§ **Exercise directions**:
Nothing is needed except the lines below that run from the one with "In the photo above, where can the water" through the one with "In the photo above, where can the horse's ear", repeated exactly.

START Record set

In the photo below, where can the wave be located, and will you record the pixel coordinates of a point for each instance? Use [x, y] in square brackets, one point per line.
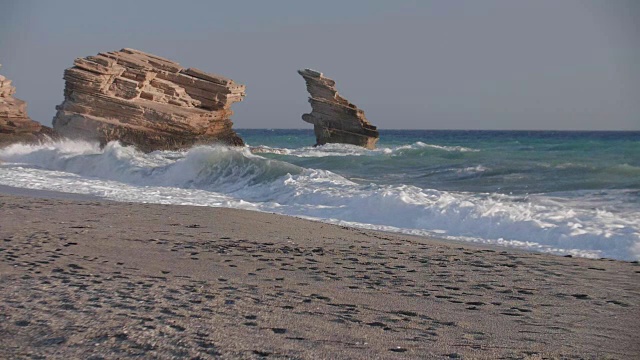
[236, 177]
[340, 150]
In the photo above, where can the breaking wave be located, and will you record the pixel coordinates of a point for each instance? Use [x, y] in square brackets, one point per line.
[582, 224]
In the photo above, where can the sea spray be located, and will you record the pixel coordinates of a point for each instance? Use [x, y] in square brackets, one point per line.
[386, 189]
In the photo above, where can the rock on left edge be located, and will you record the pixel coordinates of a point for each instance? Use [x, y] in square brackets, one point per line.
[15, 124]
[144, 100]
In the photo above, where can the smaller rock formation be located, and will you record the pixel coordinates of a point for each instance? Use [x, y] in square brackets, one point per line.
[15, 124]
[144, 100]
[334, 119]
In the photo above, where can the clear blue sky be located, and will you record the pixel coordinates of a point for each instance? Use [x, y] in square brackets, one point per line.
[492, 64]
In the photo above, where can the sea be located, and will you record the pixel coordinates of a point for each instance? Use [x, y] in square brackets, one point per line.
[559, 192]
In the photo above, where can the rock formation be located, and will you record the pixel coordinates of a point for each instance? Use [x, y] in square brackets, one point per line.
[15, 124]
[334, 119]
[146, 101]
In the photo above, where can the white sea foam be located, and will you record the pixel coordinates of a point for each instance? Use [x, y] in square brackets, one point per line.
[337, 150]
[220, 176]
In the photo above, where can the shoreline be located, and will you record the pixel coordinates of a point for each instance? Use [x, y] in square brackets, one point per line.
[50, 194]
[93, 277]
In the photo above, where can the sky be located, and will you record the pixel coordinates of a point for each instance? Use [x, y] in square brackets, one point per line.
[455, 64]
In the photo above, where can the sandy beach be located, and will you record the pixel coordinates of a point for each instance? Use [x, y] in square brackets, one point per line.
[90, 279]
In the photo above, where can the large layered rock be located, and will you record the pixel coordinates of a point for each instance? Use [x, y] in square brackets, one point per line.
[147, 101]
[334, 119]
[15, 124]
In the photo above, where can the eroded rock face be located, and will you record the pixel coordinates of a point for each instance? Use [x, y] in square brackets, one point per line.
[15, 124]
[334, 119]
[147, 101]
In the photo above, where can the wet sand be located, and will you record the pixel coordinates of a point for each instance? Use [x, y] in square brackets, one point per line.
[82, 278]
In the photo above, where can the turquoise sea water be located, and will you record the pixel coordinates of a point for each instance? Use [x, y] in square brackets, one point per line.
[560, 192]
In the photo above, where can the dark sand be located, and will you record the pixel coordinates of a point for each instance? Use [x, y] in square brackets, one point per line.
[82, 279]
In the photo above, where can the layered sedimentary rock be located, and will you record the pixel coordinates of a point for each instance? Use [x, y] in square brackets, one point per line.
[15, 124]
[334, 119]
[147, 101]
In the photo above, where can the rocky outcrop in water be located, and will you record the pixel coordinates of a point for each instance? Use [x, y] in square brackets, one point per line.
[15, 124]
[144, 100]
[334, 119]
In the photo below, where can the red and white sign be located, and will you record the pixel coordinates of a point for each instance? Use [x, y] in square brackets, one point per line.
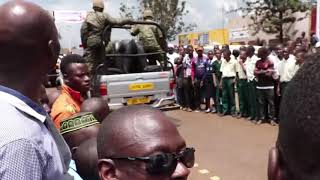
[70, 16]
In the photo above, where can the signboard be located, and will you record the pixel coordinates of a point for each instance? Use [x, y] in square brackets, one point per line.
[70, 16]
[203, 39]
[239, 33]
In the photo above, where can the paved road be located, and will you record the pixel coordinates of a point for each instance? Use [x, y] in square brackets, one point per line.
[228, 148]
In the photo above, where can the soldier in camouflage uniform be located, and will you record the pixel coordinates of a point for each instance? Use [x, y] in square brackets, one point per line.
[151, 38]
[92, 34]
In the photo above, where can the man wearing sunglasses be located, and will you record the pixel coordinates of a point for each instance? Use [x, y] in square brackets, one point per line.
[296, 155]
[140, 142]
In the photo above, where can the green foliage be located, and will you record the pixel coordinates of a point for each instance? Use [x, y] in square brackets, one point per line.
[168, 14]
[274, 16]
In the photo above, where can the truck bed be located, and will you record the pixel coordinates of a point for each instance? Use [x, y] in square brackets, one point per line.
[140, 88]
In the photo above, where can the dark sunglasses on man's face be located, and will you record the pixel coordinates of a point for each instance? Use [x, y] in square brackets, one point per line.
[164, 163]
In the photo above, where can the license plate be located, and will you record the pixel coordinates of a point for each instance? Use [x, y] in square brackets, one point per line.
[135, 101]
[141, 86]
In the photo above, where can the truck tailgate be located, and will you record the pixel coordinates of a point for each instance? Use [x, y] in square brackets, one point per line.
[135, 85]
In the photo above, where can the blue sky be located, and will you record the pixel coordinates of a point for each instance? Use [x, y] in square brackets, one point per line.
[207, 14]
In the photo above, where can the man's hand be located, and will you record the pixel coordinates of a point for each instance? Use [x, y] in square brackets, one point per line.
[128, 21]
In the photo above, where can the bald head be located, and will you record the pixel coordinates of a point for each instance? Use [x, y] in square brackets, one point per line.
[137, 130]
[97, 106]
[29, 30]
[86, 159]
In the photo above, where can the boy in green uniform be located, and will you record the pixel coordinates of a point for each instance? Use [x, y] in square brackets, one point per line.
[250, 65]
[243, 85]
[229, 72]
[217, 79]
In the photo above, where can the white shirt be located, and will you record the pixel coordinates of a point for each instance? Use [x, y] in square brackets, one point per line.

END Record set
START Record set

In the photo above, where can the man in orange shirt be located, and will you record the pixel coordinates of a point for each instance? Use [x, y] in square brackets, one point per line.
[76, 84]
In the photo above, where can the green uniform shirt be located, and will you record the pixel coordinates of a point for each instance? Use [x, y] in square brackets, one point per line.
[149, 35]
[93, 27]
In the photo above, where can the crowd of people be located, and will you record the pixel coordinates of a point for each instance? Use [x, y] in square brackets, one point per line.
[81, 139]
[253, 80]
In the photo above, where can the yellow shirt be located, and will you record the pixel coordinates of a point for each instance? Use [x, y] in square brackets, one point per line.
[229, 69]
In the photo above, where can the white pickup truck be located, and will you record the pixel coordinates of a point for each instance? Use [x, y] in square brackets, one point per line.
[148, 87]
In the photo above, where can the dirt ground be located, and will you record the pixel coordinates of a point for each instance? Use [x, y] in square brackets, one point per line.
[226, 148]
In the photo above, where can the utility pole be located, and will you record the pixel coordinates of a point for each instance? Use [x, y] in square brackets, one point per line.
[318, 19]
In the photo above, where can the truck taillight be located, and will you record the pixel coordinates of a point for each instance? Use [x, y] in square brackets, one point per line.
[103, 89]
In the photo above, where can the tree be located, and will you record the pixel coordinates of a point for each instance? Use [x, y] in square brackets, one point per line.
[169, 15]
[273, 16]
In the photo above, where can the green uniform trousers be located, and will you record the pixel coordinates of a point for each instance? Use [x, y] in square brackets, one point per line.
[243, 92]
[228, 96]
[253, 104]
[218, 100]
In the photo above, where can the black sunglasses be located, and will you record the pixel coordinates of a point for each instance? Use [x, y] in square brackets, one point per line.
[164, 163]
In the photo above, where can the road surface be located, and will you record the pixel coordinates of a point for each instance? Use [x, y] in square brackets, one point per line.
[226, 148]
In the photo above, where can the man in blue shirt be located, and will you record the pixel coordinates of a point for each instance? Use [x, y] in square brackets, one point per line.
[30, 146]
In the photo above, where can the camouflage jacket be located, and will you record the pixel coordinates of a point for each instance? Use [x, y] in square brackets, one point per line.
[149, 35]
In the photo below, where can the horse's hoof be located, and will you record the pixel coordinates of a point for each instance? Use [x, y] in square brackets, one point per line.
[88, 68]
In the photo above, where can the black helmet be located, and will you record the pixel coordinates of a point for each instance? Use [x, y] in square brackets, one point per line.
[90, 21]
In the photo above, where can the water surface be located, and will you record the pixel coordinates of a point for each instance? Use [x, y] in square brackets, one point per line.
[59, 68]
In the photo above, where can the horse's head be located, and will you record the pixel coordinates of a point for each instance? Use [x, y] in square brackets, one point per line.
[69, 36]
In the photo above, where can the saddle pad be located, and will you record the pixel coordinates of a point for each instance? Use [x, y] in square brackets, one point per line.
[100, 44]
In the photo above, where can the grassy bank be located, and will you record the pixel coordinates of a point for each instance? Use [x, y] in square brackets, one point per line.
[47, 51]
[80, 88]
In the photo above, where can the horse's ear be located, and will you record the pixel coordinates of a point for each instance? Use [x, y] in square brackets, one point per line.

END Record set
START Record set

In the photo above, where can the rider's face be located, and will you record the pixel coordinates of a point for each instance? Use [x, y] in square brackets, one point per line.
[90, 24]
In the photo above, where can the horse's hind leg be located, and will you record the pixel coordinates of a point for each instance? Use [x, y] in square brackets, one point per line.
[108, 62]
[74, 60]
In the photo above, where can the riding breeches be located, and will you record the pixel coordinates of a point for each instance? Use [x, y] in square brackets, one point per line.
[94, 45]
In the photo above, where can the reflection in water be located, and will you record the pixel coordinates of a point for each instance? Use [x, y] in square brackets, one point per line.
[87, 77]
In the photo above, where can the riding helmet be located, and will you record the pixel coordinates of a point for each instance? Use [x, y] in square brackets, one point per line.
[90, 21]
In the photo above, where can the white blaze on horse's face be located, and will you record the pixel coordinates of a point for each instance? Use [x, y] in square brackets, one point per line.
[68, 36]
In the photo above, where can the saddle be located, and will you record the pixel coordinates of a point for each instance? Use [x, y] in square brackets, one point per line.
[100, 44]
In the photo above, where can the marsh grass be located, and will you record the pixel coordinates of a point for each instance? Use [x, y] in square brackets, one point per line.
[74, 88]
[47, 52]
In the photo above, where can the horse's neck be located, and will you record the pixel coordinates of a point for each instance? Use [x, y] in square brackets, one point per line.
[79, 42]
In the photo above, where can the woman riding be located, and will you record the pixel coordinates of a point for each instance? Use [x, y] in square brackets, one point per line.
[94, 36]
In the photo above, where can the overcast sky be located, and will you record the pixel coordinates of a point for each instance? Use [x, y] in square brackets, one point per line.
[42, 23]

END Record set

§ **Reply to the exercise**:
In the photo above, where can the water surface be located, and will you record the pixel coordinates of a point for each instance? Use [x, y] in square brackets, one point per line.
[59, 68]
In the photo above, where can the horse's head be located, and will you record the pixel coordinates of a point for each instance? Use [x, y] in square brackets, one point per line.
[69, 36]
In the photo above, where can the saddle pad be located, and will you record the pixel coordinates of a point for each instance? Use [x, y] in square brackets, one point per line.
[100, 44]
In the photo above, where can the grassy bank be located, and will you record the pixel coordinates of a point for each instance? Use [x, y] in square brackets, one point per line.
[47, 51]
[80, 88]
In the photo above, where can the horse's ear be located, and will you record the pixel coordinates of a point for each instance? Use [x, y] in square brackets, one point per line.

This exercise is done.